[TUGAS 1] Tuliskan bagian teks sumber di bawah ini tanpa perubahan sedikit pun, mulai dari "Para pemimpin muslim" dan berakhir pada "baju jubah Muslim.".

[TEKS SUMBER]
※ ※ ※

Para pemimpin muslim mempertanyakan kesimpulan detektif polisi di Sterling, negara bagian Virginia, bahwa tewasnya seorang gadis remaja Muslim akibat pemukulan tampaknya merupakan kasus amarah di jalan raya. Menurut mereka, tewasnya remaja putri muslim tersebut sangat mirip dengan kejahatan yang dilandasi oleh kebencian (hate crime).
Remaja muslim, Nabra Hassanen, usia 17 tahun, dipukul dengan tongkat bisbol pada hari Minggu (18/6) dini hari oleh seorang pengendara mobil yang melewati sekitar 15 remaja Muslim saat mereka sedang berjalan atau bersepeda di jalan, kata polisi Fairfax County. Seorang juru bicara keluarga Hassanen mengatakan bahwa semua gadis di kelompok 15 remaja tersebut mengenakan jilbab dan baju jubah Muslim.

※ ※ ※

[TUGAS 2] Ulangi baris-baris data di bawah ini apa adanya, mulai dari awal data dan berakhir pada baris yang memuat "(1010, 178)". Gambar tidak perlu disertakan dalam jawaban.

Data yang dikumpulkan
※ ※ ※

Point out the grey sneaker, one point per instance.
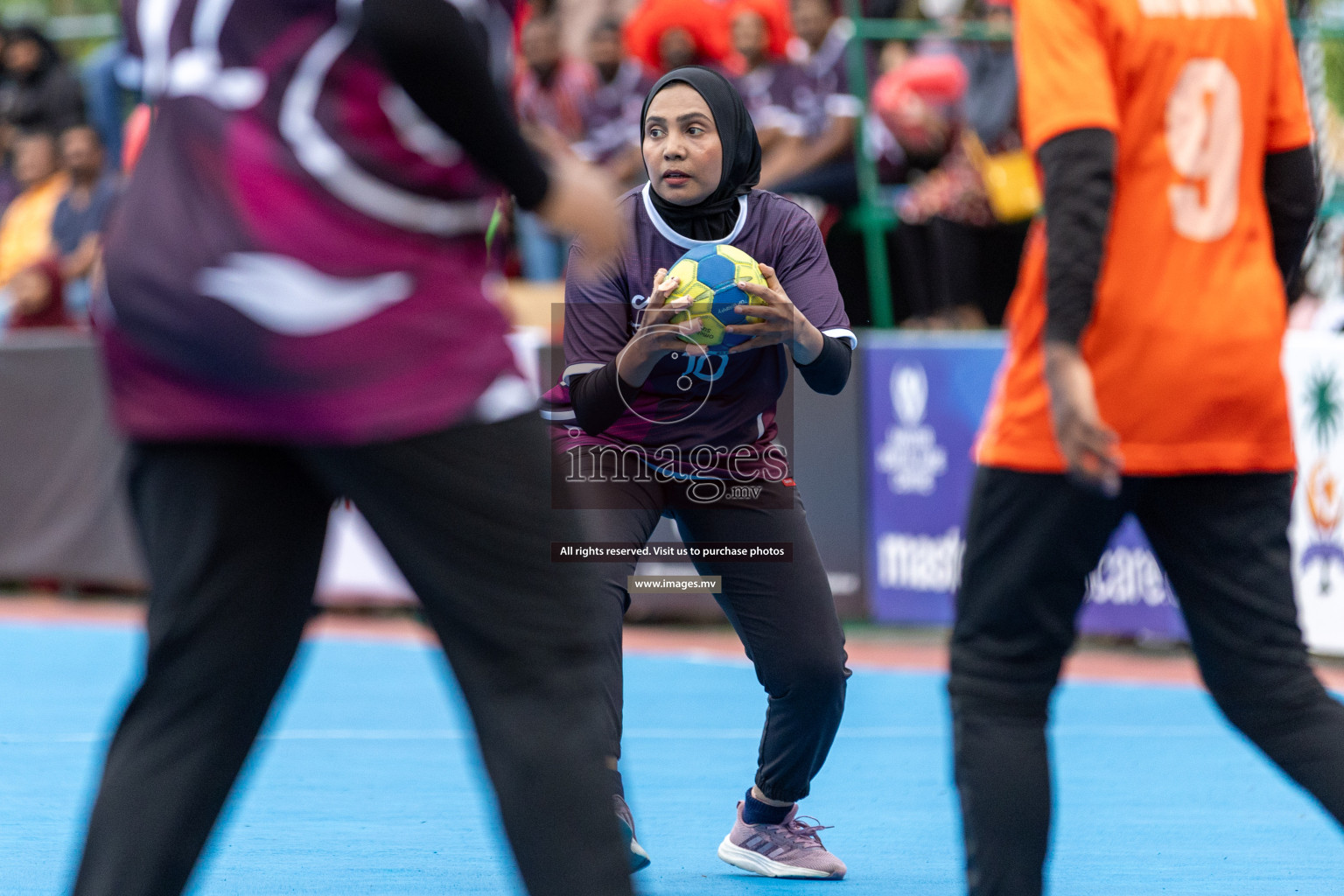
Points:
(790, 850)
(639, 858)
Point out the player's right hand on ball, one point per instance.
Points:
(657, 336)
(656, 331)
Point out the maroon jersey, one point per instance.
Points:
(689, 402)
(777, 95)
(298, 256)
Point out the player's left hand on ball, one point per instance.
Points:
(1090, 448)
(781, 321)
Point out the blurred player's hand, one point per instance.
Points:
(1090, 448)
(582, 203)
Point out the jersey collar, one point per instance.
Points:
(686, 242)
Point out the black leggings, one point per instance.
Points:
(1031, 540)
(233, 536)
(782, 612)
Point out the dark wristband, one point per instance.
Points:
(830, 371)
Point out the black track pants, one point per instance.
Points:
(1031, 540)
(233, 535)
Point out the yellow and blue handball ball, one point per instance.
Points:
(709, 276)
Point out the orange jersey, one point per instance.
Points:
(1190, 311)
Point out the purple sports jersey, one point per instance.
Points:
(298, 256)
(612, 118)
(721, 402)
(776, 94)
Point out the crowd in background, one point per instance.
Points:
(55, 187)
(940, 107)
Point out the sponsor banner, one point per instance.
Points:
(925, 398)
(1313, 364)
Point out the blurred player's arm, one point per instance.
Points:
(1080, 172)
(1292, 196)
(431, 52)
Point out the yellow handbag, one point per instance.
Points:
(1010, 178)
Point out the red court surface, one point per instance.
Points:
(867, 645)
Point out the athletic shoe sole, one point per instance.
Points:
(639, 858)
(759, 864)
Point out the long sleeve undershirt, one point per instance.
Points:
(430, 50)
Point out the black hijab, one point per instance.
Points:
(712, 216)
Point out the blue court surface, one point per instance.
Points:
(368, 782)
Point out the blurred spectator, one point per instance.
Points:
(774, 89)
(110, 77)
(669, 34)
(25, 226)
(35, 298)
(82, 213)
(38, 92)
(551, 94)
(551, 90)
(612, 124)
(822, 164)
(957, 261)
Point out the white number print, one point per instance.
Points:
(1205, 145)
(198, 70)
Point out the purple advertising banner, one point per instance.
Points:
(925, 396)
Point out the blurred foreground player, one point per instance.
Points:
(295, 313)
(1143, 375)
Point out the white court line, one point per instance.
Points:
(895, 732)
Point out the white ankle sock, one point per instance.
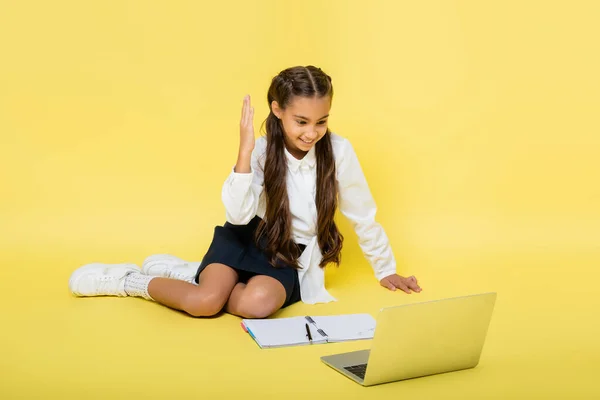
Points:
(136, 284)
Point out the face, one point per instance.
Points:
(304, 122)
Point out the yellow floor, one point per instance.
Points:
(542, 341)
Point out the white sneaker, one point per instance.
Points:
(168, 266)
(101, 279)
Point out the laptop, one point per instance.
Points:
(420, 339)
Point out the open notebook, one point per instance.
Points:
(280, 332)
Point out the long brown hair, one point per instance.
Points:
(276, 227)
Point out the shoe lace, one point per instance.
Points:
(105, 283)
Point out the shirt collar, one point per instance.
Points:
(308, 161)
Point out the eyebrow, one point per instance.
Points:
(301, 117)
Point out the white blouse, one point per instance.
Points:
(244, 198)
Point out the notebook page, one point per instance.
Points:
(278, 332)
(347, 327)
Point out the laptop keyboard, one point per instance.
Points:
(358, 370)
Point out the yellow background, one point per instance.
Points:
(476, 124)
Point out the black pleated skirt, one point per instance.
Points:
(234, 246)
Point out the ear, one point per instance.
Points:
(276, 109)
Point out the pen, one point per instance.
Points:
(308, 333)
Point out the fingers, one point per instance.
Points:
(389, 285)
(400, 285)
(247, 112)
(411, 282)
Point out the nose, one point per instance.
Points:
(312, 135)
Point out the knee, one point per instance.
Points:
(259, 303)
(200, 303)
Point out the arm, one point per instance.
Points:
(358, 205)
(242, 188)
(241, 191)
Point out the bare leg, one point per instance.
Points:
(261, 297)
(208, 298)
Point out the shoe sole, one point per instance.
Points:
(85, 268)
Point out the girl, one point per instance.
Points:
(280, 200)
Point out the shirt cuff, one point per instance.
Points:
(386, 272)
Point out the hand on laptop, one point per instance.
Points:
(393, 282)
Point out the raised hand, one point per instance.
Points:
(247, 127)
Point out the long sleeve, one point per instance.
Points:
(241, 191)
(358, 205)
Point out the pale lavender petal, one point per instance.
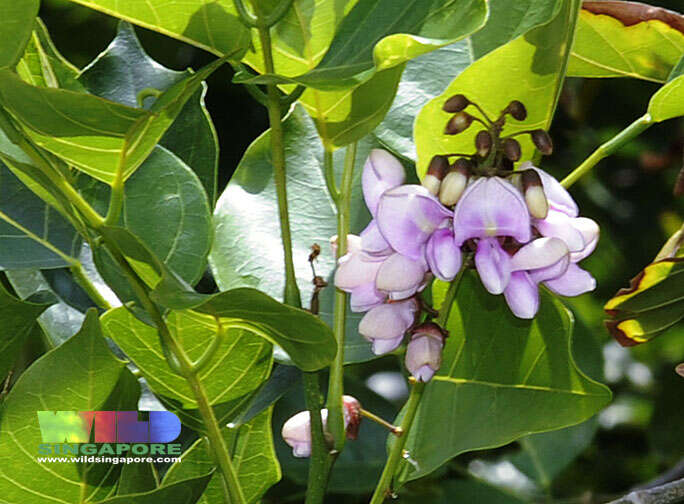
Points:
(365, 297)
(355, 270)
(493, 265)
(590, 233)
(399, 273)
(491, 207)
(539, 253)
(381, 172)
(559, 225)
(372, 241)
(407, 216)
(388, 322)
(559, 198)
(574, 282)
(443, 255)
(522, 295)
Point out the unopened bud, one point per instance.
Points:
(424, 351)
(512, 149)
(456, 103)
(458, 124)
(517, 110)
(535, 197)
(483, 143)
(455, 182)
(436, 171)
(542, 140)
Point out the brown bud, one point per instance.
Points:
(542, 141)
(459, 123)
(483, 143)
(456, 103)
(517, 110)
(512, 149)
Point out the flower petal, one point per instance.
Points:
(372, 241)
(491, 206)
(574, 282)
(522, 295)
(443, 255)
(407, 216)
(559, 225)
(381, 172)
(493, 265)
(399, 273)
(539, 253)
(559, 198)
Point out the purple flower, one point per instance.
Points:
(424, 351)
(492, 208)
(385, 325)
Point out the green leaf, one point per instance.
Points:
(187, 491)
(212, 26)
(239, 364)
(166, 205)
(95, 135)
(535, 61)
(32, 233)
(626, 39)
(426, 76)
(246, 222)
(15, 29)
(379, 34)
(80, 375)
(42, 64)
(18, 319)
(123, 70)
(253, 458)
(501, 378)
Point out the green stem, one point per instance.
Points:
(384, 487)
(608, 148)
(336, 382)
(82, 279)
(321, 460)
(292, 295)
(217, 443)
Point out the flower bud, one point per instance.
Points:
(542, 141)
(512, 149)
(456, 103)
(455, 182)
(424, 351)
(436, 171)
(458, 124)
(483, 143)
(517, 110)
(535, 198)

※ ※ ※

[JAWABAN LENGKAP 1]
Para pemimpin muslim mempertanyakan kesimpulan detektif polisi di Sterling, negara bagian Virginia, bahwa tewasnya seorang gadis remaja Muslim akibat pemukulan tampaknya merupakan kasus amarah di jalan raya. Menurut mereka, tewasnya remaja putri muslim tersebut sangat mirip dengan kejahatan yang dilandasi oleh kebencian (hate crime).
Remaja muslim, Nabra Hassanen, usia 17 tahun, dipukul dengan tongkat bisbol pada hari Minggu (18/6) dini hari oleh seorang pengendara mobil yang melewati sekitar 15 remaja Muslim saat mereka sedang berjalan atau bersepeda di jalan, kata polisi Fairfax County. Seorang juru bicara keluarga Hassanen mengatakan bahwa semua gadis di kelompok 15 remaja tersebut mengenakan jilbab dan baju jubah Muslim.

[JAWABAN LENGKAP 2]
Point out the grey sneaker, one point per instance.
Points:
(790, 850)
(639, 858)
Point out the player's right hand on ball, one point per instance.
Points:
(657, 336)
(656, 331)
Point out the maroon jersey, one point per instance.
Points:
(689, 402)
(777, 95)
(298, 256)
Point out the player's left hand on ball, one point per instance.
Points:
(1090, 448)
(781, 321)
Point out the blurred player's hand, one point per instance.
Points:
(1090, 448)
(582, 203)
Point out the jersey collar, one point per instance.
Points:
(686, 242)
Point out the black leggings, one point per instance.
Points:
(1031, 540)
(233, 536)
(782, 612)
Point out the dark wristband, one point per instance.
Points:
(830, 371)
Point out the black track pants, one point per instance.
Points:
(1031, 540)
(233, 535)
Point out the yellow and blue handball ball, one point per instance.
Points:
(709, 276)
Point out the orange jersey, one point per instance.
Points:
(1190, 311)
Point out the purple sports jersey, one point per instance.
Points:
(298, 256)
(612, 118)
(721, 402)
(776, 94)
Point out the crowd in background, one point per instance.
Points:
(55, 187)
(940, 107)
Point out the sponsor banner, one point per instance.
Points:
(925, 398)
(1313, 364)
Point out the blurred player's arm, one point per instance.
Points:
(1080, 172)
(1292, 196)
(431, 52)
Point out the yellow handbag, one point per instance.
Points:
(1010, 178)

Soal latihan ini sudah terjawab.